Copy each line of the following material that has the string "tripod".
Segment Open
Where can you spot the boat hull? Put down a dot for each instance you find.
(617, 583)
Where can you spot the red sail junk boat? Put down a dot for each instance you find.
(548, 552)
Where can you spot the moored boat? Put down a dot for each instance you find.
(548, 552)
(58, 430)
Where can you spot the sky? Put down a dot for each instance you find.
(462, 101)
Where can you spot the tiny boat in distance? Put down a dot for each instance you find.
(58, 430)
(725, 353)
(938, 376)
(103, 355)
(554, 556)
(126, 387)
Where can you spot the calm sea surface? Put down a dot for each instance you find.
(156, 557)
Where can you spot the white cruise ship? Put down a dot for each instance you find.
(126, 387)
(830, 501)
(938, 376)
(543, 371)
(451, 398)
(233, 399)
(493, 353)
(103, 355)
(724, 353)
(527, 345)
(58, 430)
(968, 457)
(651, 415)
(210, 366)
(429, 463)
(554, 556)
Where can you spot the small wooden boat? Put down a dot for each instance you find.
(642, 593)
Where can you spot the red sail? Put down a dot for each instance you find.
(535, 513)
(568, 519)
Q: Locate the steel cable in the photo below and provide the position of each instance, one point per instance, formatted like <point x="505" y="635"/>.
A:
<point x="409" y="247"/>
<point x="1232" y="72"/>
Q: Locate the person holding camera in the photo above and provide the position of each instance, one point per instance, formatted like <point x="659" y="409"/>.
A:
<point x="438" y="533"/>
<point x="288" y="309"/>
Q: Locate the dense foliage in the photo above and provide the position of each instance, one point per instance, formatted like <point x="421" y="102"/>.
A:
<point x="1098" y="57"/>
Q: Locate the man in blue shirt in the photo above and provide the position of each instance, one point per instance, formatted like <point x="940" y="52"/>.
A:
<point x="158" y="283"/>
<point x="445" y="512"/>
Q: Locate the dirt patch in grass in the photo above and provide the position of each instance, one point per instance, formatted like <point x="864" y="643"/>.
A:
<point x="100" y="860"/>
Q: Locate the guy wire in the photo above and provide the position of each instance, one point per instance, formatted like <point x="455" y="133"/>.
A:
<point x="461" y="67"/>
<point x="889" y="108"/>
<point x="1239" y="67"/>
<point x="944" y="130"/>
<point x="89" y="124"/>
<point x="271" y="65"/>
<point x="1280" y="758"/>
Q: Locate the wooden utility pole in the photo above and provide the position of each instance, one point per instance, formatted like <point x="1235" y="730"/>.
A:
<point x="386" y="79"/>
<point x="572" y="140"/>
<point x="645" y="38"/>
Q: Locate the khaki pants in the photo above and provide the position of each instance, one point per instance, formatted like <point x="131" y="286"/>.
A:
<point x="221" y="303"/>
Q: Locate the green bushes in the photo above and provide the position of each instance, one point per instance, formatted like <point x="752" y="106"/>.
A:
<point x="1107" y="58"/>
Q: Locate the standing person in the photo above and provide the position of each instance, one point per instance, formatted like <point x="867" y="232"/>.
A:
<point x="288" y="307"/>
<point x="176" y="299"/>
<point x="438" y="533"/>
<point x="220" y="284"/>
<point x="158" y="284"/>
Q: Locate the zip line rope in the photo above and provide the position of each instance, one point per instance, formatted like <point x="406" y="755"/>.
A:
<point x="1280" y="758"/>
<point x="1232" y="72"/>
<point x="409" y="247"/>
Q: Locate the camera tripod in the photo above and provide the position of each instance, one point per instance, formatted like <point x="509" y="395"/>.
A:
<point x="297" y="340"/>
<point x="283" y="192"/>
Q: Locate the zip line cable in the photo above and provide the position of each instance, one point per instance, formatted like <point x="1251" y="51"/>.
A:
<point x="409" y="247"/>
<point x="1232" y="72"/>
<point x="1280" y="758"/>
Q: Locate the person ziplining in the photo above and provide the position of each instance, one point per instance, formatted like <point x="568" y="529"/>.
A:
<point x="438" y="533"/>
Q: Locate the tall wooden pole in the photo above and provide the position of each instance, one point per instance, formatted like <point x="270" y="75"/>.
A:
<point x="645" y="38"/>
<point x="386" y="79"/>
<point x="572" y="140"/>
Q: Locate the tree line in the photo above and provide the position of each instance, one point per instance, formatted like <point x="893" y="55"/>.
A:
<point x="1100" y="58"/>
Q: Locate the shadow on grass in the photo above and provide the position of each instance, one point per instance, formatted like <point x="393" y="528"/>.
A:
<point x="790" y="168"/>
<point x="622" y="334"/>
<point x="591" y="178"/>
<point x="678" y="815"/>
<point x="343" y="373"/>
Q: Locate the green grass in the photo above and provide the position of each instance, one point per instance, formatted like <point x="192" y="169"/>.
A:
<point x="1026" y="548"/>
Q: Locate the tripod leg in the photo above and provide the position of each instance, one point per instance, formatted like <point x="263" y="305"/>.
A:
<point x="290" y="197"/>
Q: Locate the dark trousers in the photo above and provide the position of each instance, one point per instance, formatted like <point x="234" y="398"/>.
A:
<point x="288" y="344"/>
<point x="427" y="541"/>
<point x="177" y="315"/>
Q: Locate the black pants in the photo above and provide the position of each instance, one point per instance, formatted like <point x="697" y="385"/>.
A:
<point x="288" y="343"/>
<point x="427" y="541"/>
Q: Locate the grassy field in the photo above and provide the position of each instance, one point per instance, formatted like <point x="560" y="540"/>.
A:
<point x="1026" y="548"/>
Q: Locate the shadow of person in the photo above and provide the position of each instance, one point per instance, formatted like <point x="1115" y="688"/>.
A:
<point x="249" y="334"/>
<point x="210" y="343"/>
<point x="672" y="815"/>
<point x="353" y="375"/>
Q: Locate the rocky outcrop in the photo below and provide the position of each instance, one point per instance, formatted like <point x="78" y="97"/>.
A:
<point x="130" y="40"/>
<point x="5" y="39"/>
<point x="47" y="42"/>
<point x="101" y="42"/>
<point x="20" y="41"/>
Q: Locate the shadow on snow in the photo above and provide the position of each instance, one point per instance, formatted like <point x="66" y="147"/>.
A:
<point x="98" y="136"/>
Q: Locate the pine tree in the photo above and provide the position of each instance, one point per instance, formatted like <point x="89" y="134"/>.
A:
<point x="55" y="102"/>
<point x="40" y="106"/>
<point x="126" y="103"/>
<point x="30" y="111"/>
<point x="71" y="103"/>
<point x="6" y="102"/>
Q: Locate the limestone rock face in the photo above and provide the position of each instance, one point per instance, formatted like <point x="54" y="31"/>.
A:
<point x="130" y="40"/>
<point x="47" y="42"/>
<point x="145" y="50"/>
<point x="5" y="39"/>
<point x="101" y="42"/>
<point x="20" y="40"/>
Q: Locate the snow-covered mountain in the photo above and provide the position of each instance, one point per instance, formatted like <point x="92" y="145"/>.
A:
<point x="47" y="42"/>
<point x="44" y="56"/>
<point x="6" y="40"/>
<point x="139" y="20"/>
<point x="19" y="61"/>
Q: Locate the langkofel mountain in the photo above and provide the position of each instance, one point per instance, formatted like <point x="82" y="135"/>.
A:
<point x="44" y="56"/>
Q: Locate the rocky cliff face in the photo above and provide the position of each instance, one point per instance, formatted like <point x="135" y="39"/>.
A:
Segment Closed
• _Your solution_:
Q: Locate the camera tripod in the photo above and provide the position of each instance, one point per instance, formatted like <point x="509" y="395"/>.
Q: Locate the tripod leg in the photo above and provide the position of each instance, one point per instance, formatted like <point x="263" y="305"/>.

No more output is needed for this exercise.